GIVEN TASK -
Please rewrite the records from the line with "red rash guard?" up to and including the line with "[584,133,863,469]", leaving each request as it is and rescaling every bounding-box coordinate in the answers by 1.6, rounded to a whole number with halves going up. Return only those lines.

RECORDS -
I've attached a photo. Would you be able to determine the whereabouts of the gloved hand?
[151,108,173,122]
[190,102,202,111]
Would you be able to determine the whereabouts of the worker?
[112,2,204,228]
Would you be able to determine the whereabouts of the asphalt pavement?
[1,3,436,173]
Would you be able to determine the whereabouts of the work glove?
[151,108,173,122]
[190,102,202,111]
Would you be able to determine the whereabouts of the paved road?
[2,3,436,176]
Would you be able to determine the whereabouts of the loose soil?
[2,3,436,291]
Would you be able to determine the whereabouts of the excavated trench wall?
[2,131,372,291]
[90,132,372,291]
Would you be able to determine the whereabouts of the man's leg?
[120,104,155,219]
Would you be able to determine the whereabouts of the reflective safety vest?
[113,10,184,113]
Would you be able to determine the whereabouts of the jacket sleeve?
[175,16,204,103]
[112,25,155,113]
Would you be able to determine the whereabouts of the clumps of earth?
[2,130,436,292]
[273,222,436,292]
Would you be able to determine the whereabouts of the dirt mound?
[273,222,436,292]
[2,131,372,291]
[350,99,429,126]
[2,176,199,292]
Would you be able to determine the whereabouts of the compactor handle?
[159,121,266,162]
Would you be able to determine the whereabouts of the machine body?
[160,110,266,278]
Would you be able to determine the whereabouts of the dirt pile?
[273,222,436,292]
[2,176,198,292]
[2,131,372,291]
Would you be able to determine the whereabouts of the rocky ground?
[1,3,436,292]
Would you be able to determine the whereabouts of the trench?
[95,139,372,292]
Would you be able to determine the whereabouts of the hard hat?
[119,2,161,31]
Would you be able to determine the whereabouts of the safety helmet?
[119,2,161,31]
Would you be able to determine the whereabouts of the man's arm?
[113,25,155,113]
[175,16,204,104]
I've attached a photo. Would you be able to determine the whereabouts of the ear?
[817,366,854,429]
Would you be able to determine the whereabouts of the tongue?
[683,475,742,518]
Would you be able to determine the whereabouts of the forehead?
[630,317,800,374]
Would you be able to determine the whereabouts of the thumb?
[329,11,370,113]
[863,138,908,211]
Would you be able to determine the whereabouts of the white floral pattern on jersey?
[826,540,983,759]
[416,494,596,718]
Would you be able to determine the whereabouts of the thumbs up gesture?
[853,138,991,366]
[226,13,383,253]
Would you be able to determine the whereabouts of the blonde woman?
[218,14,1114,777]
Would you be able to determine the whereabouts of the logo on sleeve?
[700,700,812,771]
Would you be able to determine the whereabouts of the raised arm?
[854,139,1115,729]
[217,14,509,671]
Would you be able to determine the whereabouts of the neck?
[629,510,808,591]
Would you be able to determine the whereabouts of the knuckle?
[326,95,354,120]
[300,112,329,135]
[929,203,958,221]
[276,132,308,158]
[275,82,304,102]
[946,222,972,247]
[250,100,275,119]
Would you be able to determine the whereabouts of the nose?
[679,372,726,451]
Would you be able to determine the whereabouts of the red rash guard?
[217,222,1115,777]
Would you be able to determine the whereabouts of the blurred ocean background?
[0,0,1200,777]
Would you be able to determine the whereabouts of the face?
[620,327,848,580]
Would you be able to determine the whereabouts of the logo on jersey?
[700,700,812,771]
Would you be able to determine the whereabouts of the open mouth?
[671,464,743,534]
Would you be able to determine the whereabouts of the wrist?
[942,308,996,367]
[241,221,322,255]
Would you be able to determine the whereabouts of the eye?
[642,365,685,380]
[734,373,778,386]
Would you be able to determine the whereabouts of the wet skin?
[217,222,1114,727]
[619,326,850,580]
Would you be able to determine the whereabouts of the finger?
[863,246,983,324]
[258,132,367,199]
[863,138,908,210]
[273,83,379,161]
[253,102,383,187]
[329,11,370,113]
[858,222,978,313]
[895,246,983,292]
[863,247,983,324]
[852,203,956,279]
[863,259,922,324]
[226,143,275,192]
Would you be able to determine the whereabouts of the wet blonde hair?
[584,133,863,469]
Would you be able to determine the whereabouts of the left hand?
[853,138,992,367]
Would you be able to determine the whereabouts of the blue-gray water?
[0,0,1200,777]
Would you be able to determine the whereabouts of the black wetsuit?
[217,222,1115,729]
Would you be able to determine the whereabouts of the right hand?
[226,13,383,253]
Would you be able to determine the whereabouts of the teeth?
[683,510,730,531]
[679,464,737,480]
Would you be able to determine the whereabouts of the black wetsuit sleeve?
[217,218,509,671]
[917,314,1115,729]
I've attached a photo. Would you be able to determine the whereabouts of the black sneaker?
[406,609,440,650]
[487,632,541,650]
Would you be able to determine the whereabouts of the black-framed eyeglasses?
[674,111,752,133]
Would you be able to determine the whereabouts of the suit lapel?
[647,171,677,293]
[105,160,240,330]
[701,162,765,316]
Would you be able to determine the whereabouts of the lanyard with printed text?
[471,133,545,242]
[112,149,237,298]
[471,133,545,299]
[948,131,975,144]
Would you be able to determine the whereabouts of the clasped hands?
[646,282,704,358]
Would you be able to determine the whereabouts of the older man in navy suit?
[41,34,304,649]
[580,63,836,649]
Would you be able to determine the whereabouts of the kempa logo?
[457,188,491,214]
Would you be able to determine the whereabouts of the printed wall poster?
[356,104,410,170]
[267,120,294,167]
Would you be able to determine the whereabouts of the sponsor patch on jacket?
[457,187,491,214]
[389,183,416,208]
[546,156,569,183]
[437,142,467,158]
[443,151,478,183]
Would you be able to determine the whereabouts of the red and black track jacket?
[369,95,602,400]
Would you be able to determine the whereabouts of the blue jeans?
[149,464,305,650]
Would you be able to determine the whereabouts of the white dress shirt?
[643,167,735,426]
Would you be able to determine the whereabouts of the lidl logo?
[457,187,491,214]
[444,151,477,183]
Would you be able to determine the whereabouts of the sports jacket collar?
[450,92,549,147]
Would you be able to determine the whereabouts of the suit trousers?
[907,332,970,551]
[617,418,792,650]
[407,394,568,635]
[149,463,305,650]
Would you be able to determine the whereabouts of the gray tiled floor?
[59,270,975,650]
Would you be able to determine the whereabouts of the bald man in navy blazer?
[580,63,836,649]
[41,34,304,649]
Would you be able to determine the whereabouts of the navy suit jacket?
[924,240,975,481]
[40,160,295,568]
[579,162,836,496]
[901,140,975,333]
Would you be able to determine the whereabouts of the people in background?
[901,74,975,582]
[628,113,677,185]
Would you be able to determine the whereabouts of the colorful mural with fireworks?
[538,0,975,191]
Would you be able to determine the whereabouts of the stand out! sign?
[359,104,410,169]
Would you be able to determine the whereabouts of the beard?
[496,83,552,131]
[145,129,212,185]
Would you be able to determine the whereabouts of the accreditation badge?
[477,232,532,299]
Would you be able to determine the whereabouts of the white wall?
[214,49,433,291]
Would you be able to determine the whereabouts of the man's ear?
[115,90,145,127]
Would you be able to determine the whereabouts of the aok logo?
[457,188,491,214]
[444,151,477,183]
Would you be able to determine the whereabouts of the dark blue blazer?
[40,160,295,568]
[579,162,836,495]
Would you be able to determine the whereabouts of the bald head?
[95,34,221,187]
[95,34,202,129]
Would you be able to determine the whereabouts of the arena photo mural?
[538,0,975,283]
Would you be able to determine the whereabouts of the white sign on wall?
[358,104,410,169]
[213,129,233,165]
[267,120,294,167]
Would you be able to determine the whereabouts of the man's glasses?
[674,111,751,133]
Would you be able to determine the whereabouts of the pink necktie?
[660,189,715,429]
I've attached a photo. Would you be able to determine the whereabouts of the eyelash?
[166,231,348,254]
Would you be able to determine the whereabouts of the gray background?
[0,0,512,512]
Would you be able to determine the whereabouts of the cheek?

OUTPUT FOR THIS EXERCISE -
Would you be able to determine the whereabouts of the red rash guard?
[347,355,1784,1243]
Would you be able to determine the whereabouts of the blurred ocean background?
[0,0,1920,1243]
Would you be able to determine the whereabouts of the face?
[992,523,1357,928]
Would you be able to determine the whereabouts of the logo on jersey?
[1120,1120,1299,1234]
Would you be able to determine the whereabouts of the open mouth?
[1074,742,1189,854]
Would you be able to determine the whereabouts of the wrist?
[1507,493,1594,587]
[386,354,515,408]
Would you be able to determine the whereabouts of the eye?
[1027,584,1096,608]
[1174,597,1245,618]
Would you be able to determine the whereabouts of the wet skin?
[347,355,1782,1163]
[990,522,1360,928]
Would you be able to determine the whereabouts of the finger?
[1381,394,1573,518]
[413,211,587,318]
[1381,221,1453,336]
[437,133,606,258]
[405,163,613,299]
[526,18,592,181]
[1373,355,1565,501]
[1432,394,1573,467]
[1381,395,1573,518]
[1363,325,1530,446]
[1381,414,1475,518]
[362,229,440,307]
Would you be able to determine the whereabouts of the wet blonde hair?
[934,213,1381,750]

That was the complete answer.